▶ _Required work_: Write out exactly the lines running from the line that includes "Reviewer note: check that each instance of the arched" to the end of the data, both ends included, and nothing besides.
**** Dataset records ****
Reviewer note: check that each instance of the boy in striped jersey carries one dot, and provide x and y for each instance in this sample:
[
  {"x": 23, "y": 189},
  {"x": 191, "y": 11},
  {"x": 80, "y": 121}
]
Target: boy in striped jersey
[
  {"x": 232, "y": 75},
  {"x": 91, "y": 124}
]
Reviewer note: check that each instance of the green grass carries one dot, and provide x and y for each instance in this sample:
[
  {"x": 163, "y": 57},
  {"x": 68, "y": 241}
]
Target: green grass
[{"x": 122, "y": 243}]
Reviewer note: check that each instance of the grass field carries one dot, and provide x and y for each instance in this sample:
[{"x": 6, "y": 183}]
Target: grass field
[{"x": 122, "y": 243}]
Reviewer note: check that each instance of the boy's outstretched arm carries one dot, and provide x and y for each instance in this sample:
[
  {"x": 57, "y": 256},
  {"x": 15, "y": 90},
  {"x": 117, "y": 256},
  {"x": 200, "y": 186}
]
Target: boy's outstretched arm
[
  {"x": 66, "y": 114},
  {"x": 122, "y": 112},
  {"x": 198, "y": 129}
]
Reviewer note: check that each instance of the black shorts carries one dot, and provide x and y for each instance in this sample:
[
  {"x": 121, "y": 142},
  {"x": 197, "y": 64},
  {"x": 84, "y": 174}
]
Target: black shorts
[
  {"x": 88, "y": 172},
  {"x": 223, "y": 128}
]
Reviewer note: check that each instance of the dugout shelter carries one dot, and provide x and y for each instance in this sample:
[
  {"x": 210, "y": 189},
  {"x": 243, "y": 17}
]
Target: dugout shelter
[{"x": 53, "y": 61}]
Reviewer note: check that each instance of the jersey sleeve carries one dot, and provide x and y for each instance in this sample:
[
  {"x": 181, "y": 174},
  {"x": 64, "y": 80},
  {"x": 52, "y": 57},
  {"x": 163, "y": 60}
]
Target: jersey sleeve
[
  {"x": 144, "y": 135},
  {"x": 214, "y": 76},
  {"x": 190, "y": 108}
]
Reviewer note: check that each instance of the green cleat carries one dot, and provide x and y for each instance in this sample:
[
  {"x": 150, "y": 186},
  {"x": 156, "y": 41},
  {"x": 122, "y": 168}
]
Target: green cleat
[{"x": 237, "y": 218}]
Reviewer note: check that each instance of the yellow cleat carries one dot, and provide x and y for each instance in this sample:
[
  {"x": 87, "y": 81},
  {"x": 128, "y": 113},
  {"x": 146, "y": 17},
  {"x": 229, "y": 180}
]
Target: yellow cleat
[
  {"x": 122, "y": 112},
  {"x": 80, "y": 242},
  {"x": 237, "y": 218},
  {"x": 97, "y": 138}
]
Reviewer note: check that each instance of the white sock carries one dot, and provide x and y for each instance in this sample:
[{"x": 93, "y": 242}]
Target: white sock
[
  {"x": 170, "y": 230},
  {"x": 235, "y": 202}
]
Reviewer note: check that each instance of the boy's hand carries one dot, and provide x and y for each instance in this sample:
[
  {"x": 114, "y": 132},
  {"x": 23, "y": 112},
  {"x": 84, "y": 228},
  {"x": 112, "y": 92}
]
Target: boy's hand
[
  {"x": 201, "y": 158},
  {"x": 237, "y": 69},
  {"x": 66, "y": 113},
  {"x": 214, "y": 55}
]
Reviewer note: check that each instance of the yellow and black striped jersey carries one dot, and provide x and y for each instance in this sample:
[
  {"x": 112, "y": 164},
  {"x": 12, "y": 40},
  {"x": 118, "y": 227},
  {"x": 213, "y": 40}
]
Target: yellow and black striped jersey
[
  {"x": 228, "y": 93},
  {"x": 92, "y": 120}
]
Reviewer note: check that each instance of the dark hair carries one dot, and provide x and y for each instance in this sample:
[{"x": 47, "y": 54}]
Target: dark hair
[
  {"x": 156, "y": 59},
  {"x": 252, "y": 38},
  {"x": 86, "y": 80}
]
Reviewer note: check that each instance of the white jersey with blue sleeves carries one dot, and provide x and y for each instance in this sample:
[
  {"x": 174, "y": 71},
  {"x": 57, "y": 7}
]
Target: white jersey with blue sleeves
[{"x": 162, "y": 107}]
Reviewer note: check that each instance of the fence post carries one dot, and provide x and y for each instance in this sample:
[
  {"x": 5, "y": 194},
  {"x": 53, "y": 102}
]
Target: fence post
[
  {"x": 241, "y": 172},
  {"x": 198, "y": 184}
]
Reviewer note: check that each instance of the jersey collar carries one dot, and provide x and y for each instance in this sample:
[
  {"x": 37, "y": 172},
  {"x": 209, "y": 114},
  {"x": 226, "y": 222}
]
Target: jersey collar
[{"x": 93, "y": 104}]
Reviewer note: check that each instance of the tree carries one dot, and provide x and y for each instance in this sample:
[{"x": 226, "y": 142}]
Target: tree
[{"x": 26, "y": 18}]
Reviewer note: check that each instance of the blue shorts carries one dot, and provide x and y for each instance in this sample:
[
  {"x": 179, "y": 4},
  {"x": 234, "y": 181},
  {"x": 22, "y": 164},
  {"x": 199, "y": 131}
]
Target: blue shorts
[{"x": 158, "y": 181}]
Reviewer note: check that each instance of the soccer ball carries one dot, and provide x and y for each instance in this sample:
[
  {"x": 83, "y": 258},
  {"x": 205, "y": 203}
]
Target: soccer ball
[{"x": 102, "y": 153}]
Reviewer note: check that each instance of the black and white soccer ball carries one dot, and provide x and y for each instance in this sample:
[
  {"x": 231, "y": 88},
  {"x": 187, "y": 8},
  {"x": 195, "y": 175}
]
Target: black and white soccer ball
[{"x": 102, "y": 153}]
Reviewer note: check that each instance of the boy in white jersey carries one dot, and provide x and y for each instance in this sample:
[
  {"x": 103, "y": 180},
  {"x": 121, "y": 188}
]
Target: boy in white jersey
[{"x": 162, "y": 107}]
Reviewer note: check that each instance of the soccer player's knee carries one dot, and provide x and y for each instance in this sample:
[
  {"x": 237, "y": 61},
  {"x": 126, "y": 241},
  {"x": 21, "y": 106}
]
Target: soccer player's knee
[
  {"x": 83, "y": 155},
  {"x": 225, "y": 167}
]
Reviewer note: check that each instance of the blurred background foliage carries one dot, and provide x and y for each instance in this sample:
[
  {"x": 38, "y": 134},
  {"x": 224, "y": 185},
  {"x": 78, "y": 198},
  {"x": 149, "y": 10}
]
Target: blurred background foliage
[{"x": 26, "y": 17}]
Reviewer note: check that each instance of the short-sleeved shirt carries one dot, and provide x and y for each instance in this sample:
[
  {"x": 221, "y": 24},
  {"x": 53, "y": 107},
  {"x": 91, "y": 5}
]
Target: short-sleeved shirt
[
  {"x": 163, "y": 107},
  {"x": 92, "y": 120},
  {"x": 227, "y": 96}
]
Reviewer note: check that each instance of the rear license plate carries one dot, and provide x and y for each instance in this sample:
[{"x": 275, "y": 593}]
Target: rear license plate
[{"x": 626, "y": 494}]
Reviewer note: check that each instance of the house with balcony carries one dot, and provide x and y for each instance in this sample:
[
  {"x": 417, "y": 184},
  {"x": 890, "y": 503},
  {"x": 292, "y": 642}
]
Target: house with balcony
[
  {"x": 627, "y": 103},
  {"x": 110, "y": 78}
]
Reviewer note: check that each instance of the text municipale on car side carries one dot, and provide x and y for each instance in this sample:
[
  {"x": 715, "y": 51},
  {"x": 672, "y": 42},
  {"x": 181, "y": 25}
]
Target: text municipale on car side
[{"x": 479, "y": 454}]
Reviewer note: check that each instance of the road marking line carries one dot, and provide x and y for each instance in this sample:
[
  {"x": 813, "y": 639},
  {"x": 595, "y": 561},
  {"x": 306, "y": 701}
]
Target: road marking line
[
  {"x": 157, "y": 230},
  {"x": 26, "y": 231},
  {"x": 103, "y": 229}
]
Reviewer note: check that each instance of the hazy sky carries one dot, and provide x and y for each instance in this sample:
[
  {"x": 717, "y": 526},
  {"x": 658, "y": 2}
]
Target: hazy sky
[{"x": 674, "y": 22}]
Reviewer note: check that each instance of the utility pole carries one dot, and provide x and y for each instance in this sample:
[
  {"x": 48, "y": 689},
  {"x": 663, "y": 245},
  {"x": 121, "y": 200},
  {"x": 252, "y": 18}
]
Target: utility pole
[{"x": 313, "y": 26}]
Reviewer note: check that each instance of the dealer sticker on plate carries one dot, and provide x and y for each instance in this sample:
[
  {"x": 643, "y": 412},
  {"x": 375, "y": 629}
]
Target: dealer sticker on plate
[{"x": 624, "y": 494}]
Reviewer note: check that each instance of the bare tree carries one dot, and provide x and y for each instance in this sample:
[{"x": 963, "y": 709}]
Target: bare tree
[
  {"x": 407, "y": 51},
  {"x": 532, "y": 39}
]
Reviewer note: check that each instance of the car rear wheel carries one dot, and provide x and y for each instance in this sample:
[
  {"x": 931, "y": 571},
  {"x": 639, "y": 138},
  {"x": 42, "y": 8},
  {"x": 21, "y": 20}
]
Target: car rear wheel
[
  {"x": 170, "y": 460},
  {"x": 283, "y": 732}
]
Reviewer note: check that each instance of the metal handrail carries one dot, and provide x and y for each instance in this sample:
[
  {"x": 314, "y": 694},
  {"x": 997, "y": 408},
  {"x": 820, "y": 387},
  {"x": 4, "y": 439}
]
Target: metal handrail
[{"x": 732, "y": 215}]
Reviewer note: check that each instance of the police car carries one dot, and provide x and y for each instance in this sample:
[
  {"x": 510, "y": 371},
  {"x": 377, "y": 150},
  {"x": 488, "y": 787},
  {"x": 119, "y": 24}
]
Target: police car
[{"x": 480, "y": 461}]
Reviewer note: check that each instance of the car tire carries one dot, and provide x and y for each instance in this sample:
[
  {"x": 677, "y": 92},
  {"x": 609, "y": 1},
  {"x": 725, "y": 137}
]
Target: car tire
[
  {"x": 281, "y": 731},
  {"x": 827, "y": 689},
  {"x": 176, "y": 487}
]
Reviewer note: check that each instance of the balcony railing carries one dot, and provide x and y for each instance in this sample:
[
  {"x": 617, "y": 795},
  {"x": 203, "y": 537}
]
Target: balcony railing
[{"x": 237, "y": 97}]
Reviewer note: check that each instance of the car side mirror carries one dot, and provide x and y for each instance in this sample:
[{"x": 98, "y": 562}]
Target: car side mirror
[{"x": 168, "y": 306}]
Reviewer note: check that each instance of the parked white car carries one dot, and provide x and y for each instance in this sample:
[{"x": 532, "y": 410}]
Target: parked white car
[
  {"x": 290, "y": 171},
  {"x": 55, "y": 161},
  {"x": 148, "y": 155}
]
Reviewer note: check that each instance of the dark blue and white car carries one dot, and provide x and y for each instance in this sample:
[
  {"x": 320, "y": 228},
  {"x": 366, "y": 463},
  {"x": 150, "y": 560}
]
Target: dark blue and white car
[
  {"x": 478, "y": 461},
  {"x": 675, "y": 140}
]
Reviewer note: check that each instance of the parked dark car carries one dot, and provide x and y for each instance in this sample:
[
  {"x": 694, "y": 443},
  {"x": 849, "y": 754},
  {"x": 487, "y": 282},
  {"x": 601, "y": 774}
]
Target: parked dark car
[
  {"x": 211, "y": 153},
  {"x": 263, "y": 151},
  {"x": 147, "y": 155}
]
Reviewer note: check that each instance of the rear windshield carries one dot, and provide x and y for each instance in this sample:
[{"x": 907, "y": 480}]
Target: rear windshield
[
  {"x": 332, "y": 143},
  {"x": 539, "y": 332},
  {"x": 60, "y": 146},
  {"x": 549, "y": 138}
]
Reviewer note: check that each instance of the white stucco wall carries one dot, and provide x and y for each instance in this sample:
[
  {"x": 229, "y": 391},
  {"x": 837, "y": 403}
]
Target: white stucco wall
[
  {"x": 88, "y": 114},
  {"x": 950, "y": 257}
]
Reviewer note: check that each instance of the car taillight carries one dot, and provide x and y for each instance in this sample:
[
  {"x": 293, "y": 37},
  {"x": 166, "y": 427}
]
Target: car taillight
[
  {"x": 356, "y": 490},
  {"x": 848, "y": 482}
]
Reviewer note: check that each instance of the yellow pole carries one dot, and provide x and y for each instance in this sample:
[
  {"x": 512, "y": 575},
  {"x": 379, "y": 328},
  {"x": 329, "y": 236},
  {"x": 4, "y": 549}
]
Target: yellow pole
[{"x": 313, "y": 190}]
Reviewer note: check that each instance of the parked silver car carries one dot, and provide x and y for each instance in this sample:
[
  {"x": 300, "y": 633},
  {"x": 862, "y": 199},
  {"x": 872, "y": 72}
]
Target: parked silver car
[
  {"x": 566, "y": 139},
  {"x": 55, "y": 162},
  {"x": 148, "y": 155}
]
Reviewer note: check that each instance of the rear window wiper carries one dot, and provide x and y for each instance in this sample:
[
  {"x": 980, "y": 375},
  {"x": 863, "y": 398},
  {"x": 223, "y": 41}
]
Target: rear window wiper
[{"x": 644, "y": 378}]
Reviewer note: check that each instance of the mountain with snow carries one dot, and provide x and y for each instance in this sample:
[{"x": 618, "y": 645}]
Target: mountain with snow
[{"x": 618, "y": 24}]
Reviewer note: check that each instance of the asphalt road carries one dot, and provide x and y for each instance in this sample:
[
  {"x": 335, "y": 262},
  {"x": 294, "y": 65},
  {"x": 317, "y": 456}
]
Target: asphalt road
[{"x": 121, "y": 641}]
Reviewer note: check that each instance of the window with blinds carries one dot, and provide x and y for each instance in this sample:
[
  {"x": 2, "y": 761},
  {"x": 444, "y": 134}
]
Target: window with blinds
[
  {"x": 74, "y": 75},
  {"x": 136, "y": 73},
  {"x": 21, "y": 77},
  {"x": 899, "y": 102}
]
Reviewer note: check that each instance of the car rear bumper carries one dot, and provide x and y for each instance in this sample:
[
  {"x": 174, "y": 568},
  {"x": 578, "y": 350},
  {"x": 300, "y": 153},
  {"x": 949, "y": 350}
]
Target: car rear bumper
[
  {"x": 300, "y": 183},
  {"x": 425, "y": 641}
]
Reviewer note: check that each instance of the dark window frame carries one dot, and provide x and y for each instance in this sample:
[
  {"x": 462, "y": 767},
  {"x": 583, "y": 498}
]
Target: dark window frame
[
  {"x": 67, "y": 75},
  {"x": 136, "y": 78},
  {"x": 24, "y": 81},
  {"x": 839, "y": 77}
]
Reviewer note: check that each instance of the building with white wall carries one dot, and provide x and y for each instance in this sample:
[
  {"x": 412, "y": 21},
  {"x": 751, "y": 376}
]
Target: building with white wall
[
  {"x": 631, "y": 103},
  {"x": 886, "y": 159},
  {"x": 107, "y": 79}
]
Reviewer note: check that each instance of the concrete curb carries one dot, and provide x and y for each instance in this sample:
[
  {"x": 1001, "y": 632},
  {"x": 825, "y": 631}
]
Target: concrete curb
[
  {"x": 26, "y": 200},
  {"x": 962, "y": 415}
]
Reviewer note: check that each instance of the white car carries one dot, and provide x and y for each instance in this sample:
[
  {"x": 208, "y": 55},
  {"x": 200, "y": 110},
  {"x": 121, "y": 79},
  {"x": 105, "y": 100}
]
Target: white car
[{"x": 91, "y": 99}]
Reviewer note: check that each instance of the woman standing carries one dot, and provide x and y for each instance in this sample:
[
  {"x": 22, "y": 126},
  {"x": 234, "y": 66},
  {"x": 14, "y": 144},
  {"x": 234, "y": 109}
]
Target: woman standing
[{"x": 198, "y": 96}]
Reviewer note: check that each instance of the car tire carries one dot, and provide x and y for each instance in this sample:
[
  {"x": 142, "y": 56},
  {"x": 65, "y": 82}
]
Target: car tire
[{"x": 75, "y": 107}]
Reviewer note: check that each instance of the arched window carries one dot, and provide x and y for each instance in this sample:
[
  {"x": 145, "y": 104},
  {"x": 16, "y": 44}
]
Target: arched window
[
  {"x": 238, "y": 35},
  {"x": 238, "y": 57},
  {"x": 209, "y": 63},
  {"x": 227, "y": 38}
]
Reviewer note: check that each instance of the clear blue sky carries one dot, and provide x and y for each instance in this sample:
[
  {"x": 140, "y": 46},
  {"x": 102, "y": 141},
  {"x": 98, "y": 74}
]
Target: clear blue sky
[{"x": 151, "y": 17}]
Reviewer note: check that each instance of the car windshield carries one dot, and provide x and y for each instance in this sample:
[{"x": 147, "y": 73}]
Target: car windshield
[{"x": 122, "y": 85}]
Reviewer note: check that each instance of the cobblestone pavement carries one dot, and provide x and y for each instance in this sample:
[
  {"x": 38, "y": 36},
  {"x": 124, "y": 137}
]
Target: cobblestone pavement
****
▶ _Written answer_:
Reviewer note: check that each instance of the arched window carries one dot, and provide x and y for each instance in this sample:
[
  {"x": 145, "y": 104},
  {"x": 16, "y": 44}
]
Target: arched window
[
  {"x": 238, "y": 35},
  {"x": 238, "y": 57},
  {"x": 209, "y": 63},
  {"x": 227, "y": 38}
]
Reviewer note: check that each instance of the clear blue sky carries one dot, and provide x and y for each instance in this sample:
[
  {"x": 140, "y": 46},
  {"x": 102, "y": 141},
  {"x": 98, "y": 74}
]
Target: clear blue sky
[{"x": 151, "y": 17}]
Reviewer note: check that each instance of the car windshield carries one dot, and provide x and y for each instance in this sample:
[{"x": 147, "y": 73}]
Target: car windshield
[{"x": 122, "y": 85}]
Reviewer note: check that each instance of the cobblestone pavement carries one dot, and provide x and y for each instance in this sample:
[
  {"x": 38, "y": 36},
  {"x": 124, "y": 137}
]
Target: cobblestone pavement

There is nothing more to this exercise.